(EXERCISE PASSAGE begins)
When I started this blog, it was meant to be a way for me to communicate what I’m feeling, share my story, and let others know they aren’t alone. Sometimes the things I write about are inspirational and full of hope. Other times, I blog about the struggles I’m facing. Today it’s about my struggle. My struggle to obtain and maintain normalcy.
I just started a new job on a medical unit. I was so excited for the opportunity to practice nursing again. And then things started to take a turn, a turn I wish I wasn’t taking.
Things are getting bad again. I’m not taking care of myself as well as I had been, my teeth aren’t brushed as often as they should be, I’m wearing the same clothes for two days or more, I barely brush my hair, I only shower every few days…Like, things are getting bad and I didn’t even notice until I was here.
I have missed my last four shifts at work. I don’t have the energy, motivation, or ambition to get up and go. The idea of taking care of other people seems impossible when I have to put so much of myself into showering before work. How can I help others if I’m not helping myself?
It makes me so sad. Sad to know that just a short time ago I was optimistic, energetic, and ready to take on the working world again. Now I just lay in my bed and ignore the laundry or housework. I lay in bed when I should be working.
I wish I could be that person, that normal person who gets up and goes to work each day. I wish I was that person with a clean house and home cooked meals.
I can’t concentrate. The last day I worked I could barely keep my thoughts straight on what I needed to do. I felt like a baby nurse who is on the floor for the first time. I felt so unsure of myself. So self conscious. So not confident. Now every day I think about work I’m afraid to go, afraid I’ll feel that way this time. That someone will realize I’m a fraud. Someone will realize I don’t have it all together; far from it to say the least.
That’s what bipolar does to you. It makes you feel full of hope one minute and so low the next. It makes you feel like the littlest things are big, huge things. Bipolar makes you feel like you’re incapable of everything.
I’m going to see my psychiatrist and try to push through all these feelings and self doubt. I’m not one to give up so I will keep pushing. Hopefully I’ll come out on the other side feeling better and ready to take on the world.
(EXERCISE PASSAGE ends)
→ WORK INSTRUCTION 1:
Reproduce the blog post's text between "It makes me" and "should be working.", inclusive.
→ WORK INSTRUCTION 2:
According to the blog post, how many work shifts in a row has the writer missed?
(DATA TO EXAMINE begins)
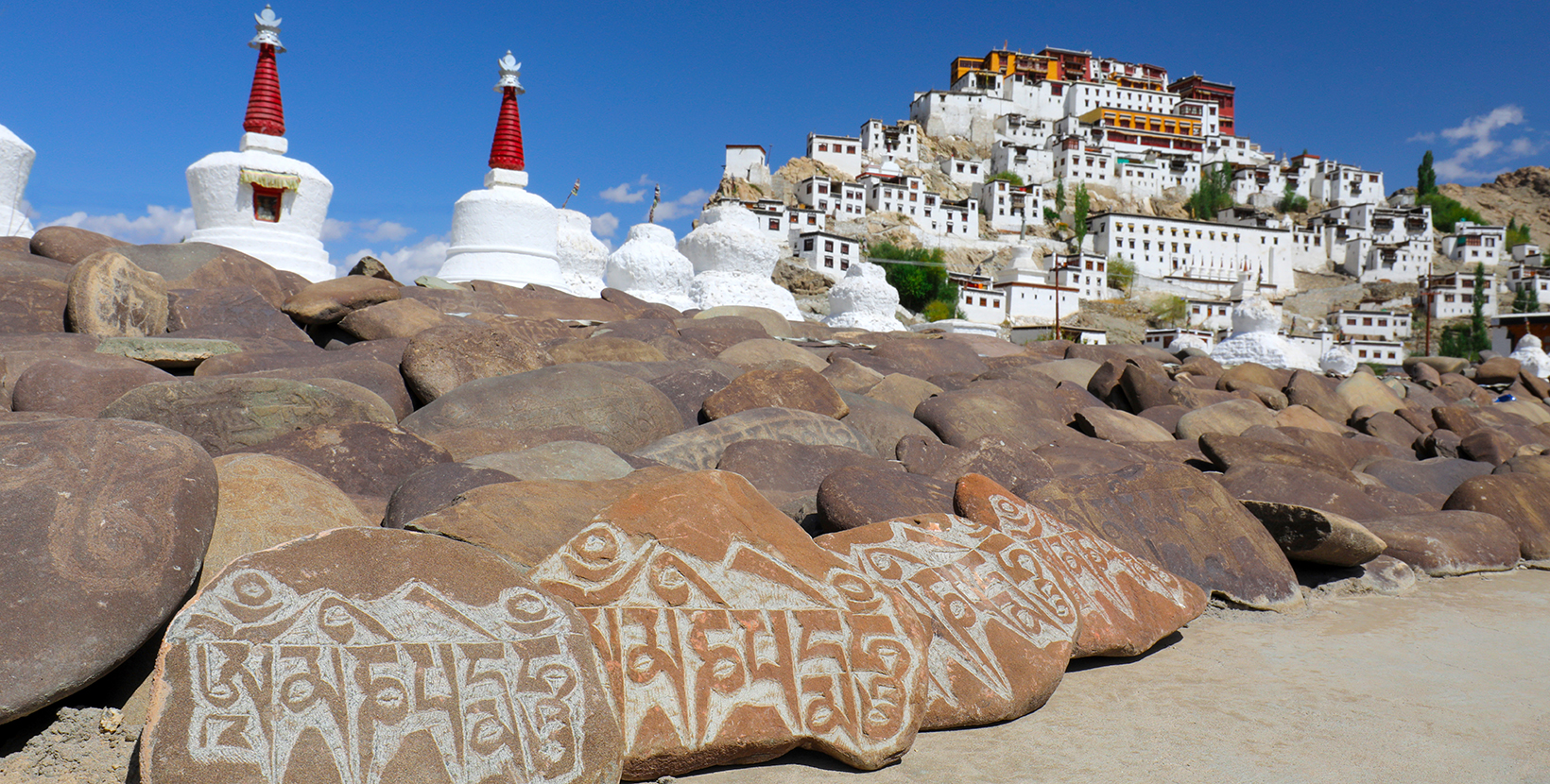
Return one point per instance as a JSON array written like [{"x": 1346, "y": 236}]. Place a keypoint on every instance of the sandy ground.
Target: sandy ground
[{"x": 1450, "y": 682}]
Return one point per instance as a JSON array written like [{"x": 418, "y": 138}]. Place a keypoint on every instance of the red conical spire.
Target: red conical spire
[
  {"x": 266, "y": 111},
  {"x": 506, "y": 152}
]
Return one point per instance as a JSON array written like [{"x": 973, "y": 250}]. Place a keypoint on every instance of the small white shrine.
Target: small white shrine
[
  {"x": 583, "y": 258},
  {"x": 258, "y": 200},
  {"x": 733, "y": 263},
  {"x": 649, "y": 266},
  {"x": 504, "y": 232},
  {"x": 16, "y": 166}
]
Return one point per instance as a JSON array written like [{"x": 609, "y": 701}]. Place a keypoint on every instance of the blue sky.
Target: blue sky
[{"x": 392, "y": 101}]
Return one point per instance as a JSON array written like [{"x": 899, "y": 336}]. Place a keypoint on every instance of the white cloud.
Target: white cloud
[
  {"x": 336, "y": 230},
  {"x": 605, "y": 225},
  {"x": 1477, "y": 143},
  {"x": 685, "y": 205},
  {"x": 622, "y": 194},
  {"x": 370, "y": 230},
  {"x": 159, "y": 225},
  {"x": 409, "y": 261}
]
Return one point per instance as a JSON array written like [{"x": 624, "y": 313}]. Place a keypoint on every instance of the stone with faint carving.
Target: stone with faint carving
[
  {"x": 731, "y": 639},
  {"x": 104, "y": 525},
  {"x": 1124, "y": 603},
  {"x": 377, "y": 656},
  {"x": 1003, "y": 624}
]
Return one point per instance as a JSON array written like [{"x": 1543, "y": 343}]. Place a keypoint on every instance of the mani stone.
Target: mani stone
[
  {"x": 111, "y": 297},
  {"x": 729, "y": 637},
  {"x": 1003, "y": 626},
  {"x": 527, "y": 520},
  {"x": 230, "y": 414},
  {"x": 624, "y": 411},
  {"x": 443, "y": 358},
  {"x": 701, "y": 448},
  {"x": 358, "y": 457},
  {"x": 1124, "y": 603},
  {"x": 1317, "y": 537},
  {"x": 799, "y": 389},
  {"x": 1450, "y": 542},
  {"x": 375, "y": 655},
  {"x": 268, "y": 501},
  {"x": 1181, "y": 520},
  {"x": 104, "y": 525}
]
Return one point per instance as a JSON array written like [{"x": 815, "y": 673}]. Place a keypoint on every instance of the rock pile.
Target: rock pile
[{"x": 482, "y": 532}]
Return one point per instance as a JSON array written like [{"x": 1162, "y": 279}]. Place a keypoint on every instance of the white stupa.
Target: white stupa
[
  {"x": 649, "y": 266},
  {"x": 503, "y": 232},
  {"x": 1254, "y": 340},
  {"x": 16, "y": 166},
  {"x": 1530, "y": 352},
  {"x": 583, "y": 258},
  {"x": 864, "y": 301},
  {"x": 258, "y": 200},
  {"x": 733, "y": 263}
]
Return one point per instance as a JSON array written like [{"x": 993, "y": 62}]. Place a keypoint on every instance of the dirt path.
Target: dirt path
[{"x": 1450, "y": 682}]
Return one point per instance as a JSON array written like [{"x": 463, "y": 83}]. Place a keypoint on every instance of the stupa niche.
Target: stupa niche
[
  {"x": 256, "y": 198},
  {"x": 504, "y": 232},
  {"x": 16, "y": 166}
]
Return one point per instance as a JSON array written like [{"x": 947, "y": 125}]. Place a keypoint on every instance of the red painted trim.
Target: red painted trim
[
  {"x": 266, "y": 111},
  {"x": 506, "y": 150}
]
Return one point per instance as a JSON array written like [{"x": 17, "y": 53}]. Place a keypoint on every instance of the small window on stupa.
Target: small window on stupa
[{"x": 267, "y": 203}]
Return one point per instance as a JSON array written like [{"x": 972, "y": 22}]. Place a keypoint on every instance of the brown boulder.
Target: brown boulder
[
  {"x": 31, "y": 304},
  {"x": 443, "y": 358},
  {"x": 104, "y": 524},
  {"x": 79, "y": 386},
  {"x": 68, "y": 244},
  {"x": 854, "y": 496},
  {"x": 1181, "y": 520},
  {"x": 1003, "y": 626},
  {"x": 702, "y": 554},
  {"x": 112, "y": 297},
  {"x": 232, "y": 414},
  {"x": 1317, "y": 537},
  {"x": 361, "y": 457},
  {"x": 1450, "y": 542},
  {"x": 786, "y": 389},
  {"x": 375, "y": 622}
]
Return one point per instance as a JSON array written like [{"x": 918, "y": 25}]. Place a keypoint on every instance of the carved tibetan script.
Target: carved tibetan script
[
  {"x": 276, "y": 685},
  {"x": 741, "y": 657}
]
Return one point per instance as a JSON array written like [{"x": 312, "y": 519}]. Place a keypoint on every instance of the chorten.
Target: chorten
[
  {"x": 16, "y": 166},
  {"x": 258, "y": 200},
  {"x": 503, "y": 232}
]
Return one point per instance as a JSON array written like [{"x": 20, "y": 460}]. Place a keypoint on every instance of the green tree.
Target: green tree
[
  {"x": 1479, "y": 332},
  {"x": 1446, "y": 213},
  {"x": 1424, "y": 177},
  {"x": 1214, "y": 193},
  {"x": 1290, "y": 202},
  {"x": 1171, "y": 310},
  {"x": 922, "y": 281},
  {"x": 1084, "y": 203},
  {"x": 1516, "y": 232},
  {"x": 1121, "y": 275}
]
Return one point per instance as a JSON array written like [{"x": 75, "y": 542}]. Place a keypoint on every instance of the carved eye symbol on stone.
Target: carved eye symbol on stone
[{"x": 251, "y": 589}]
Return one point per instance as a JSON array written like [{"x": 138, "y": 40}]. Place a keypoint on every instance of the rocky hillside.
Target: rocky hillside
[{"x": 1523, "y": 194}]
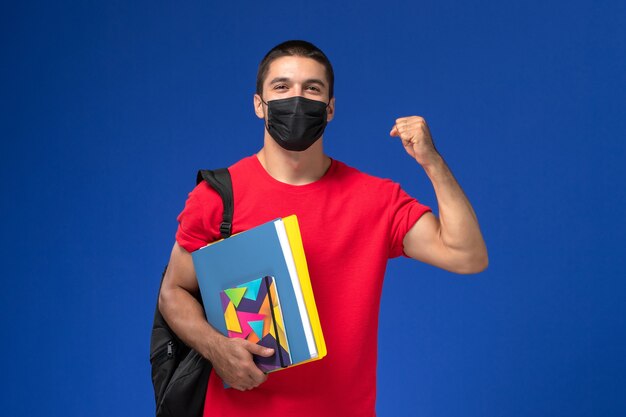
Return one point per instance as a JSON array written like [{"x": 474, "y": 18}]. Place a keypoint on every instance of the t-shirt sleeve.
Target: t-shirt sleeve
[
  {"x": 198, "y": 223},
  {"x": 404, "y": 212}
]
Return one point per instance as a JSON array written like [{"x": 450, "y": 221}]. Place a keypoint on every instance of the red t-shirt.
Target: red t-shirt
[{"x": 351, "y": 223}]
(DATA TO EXAMINE ends)
→ RESPONSE BOX 1:
It makes me so sad. Sad to know that just a short time ago I was optimistic, energetic, and ready to take on the working world again. Now I just lay in my bed and ignore the laundry or housework. I lay in bed when I should be working.

→ RESPONSE BOX 2:
Four.